§ To be done:
Reproduce everything from the line containing "helmet with a single pin per instance." through the end of the records, substituting "yellow helmet" for "red helmet" and leaving all else unchanged.

§ Available records:

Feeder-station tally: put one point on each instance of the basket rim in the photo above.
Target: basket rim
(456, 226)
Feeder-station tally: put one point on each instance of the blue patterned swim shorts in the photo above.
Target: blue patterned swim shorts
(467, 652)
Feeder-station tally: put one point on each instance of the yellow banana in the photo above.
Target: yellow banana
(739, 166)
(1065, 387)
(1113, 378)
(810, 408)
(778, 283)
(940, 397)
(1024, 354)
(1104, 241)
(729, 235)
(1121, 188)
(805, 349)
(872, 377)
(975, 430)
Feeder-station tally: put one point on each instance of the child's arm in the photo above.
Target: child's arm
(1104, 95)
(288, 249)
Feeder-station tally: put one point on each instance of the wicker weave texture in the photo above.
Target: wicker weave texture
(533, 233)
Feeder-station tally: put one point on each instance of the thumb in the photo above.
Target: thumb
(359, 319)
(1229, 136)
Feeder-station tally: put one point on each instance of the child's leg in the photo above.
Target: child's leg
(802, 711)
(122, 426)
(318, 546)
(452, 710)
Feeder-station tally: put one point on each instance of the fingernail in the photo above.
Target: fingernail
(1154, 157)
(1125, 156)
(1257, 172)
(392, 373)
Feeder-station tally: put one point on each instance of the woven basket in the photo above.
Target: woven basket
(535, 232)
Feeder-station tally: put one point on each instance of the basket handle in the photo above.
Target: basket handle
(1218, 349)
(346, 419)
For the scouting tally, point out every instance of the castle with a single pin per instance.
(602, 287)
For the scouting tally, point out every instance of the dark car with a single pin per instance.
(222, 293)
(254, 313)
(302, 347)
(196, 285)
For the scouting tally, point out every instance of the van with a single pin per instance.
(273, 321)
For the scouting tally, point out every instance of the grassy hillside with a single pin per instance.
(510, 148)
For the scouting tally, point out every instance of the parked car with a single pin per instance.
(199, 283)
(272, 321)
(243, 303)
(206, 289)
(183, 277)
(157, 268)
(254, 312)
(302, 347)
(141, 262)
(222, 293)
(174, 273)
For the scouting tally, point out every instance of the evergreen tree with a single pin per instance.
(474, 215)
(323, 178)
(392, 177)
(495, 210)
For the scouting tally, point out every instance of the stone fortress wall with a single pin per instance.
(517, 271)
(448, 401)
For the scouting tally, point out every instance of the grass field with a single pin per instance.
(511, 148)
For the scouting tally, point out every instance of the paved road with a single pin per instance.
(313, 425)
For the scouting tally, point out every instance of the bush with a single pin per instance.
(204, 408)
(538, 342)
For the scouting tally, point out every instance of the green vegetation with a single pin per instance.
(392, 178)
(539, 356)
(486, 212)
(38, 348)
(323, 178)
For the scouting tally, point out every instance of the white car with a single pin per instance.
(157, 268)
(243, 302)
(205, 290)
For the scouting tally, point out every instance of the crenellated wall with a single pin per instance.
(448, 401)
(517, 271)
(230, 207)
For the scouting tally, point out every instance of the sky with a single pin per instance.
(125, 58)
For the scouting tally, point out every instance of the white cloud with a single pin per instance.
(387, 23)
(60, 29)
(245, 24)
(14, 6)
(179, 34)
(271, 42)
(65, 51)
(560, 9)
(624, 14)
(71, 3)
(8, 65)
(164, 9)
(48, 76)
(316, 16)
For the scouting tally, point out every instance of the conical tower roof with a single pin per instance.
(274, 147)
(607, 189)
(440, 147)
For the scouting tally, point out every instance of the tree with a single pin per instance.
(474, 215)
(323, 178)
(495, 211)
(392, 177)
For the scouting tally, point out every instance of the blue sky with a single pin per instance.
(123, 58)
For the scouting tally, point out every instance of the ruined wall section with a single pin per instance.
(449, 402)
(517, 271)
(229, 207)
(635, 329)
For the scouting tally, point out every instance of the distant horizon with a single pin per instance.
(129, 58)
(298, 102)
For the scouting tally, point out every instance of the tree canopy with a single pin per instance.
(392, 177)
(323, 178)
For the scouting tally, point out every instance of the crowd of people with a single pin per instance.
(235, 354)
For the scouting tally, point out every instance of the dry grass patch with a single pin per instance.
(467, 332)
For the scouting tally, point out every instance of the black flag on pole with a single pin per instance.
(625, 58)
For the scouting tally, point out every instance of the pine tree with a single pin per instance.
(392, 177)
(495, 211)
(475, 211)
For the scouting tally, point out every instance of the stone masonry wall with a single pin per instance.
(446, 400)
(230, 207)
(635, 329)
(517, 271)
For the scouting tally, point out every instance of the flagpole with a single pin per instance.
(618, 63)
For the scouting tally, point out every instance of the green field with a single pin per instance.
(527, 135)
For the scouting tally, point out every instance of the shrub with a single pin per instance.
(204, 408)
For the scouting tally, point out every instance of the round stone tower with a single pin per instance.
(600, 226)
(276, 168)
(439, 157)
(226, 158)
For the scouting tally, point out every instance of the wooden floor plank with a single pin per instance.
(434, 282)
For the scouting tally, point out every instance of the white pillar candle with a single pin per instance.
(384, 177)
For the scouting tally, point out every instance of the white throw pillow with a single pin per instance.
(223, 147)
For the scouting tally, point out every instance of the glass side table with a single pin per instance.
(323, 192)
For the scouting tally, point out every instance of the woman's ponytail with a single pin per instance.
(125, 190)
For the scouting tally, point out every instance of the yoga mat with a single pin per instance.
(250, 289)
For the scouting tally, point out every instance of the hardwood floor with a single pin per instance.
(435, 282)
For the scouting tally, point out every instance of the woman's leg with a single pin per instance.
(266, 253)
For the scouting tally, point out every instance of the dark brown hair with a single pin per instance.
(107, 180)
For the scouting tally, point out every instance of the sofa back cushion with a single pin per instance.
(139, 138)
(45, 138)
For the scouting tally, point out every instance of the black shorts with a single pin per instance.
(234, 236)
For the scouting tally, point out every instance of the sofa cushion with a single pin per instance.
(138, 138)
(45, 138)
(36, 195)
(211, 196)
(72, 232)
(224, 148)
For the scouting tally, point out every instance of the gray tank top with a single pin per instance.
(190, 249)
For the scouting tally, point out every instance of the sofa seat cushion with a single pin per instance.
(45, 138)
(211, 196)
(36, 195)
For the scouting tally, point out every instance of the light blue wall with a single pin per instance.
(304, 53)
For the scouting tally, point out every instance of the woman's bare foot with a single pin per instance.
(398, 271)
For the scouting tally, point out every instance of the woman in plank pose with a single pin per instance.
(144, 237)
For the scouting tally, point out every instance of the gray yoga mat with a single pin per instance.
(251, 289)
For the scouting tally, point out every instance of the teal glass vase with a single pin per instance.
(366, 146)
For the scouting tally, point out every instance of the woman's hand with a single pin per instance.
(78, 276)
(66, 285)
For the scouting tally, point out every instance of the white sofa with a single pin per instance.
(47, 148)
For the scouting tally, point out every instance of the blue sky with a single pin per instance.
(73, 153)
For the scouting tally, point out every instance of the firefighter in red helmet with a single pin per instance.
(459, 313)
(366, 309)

§ Exercise answer:
For the scouting tally, point out every instance of the firefighter in yellow helmet with a single pin per instance.
(459, 313)
(366, 309)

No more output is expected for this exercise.